▶ **Information given**

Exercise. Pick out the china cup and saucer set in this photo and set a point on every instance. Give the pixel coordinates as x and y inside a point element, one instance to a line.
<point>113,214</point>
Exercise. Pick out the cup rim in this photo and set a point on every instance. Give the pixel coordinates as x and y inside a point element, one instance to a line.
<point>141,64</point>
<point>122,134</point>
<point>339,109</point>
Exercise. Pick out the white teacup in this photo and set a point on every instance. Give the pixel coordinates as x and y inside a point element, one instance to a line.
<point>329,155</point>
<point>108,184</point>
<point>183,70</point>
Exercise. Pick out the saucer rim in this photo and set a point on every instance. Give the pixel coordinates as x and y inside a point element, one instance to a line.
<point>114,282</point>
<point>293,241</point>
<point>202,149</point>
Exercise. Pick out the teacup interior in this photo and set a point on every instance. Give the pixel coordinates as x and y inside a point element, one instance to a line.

▶ **Task to carry out**
Reproduce all the data above, substituting "occurrence" for each "instance" and keeping everything else unchanged.

▶ **Written answer**
Exercise. Pick out the china cup and saucer set in this photo and set a point on every occurrence. Give the pixel coordinates as x and y inside a point element, one occurrence to a line.
<point>113,214</point>
Exercise. Pick out the cup rim in this photo and set a point on every occurrence. Give the pixel coordinates as x and y inside a point element, one occurrence to a line.
<point>141,64</point>
<point>122,134</point>
<point>339,109</point>
Exercise. Pick out the white teacup in this photo and set a point on every occurrence. Give the pixel coordinates as x and y inside a point element, one occurrence to a line.
<point>329,155</point>
<point>108,184</point>
<point>183,70</point>
Exercise. Pick out the saucer rim in this photo and set a point on every occurrence. Give the pixel coordinates as x and y inside a point element, one occurrence to a line.
<point>114,282</point>
<point>293,241</point>
<point>202,149</point>
Exercise. Pick out the teacup interior in this photo and set a point on every occurrence. Give the pixel coordinates as x and y inside a point element, one occurrence to a line.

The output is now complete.